**GIVEN PROBLEM**
Copy out each line in the records below that contains the word "barrier".

**ENTRIES SHOWN**
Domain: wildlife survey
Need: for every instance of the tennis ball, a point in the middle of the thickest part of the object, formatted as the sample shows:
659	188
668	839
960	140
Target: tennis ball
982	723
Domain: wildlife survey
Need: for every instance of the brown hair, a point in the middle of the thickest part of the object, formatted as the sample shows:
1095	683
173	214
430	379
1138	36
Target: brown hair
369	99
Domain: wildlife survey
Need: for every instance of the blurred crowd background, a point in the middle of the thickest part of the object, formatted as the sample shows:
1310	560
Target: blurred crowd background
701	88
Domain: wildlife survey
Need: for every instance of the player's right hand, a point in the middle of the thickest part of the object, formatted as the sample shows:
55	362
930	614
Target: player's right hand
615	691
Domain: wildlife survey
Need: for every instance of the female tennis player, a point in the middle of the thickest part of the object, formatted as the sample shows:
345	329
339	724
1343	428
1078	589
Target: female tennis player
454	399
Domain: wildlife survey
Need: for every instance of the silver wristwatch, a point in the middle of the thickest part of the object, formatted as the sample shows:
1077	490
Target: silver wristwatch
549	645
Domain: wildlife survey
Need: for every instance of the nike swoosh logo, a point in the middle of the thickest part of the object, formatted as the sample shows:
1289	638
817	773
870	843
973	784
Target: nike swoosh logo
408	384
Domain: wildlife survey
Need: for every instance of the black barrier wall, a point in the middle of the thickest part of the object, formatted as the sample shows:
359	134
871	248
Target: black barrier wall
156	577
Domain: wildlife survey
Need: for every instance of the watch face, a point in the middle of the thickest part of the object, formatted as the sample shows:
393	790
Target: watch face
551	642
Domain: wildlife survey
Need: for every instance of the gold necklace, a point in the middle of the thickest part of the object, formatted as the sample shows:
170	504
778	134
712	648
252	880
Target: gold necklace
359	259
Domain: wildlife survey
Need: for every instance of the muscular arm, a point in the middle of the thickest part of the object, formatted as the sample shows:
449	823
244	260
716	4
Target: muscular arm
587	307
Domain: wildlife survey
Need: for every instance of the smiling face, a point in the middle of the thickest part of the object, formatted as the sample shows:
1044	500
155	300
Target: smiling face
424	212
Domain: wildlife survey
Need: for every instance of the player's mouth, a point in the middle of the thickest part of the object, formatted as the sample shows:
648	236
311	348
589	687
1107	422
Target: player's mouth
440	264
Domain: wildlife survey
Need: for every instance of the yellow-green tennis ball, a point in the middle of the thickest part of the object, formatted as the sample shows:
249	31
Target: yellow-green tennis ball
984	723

**ANSWER IN FULL**
Need: for every instance of the black barrier wall, a point in the middle of the thickest part of the object, formatted as the sample shows:
Target: black barrier wall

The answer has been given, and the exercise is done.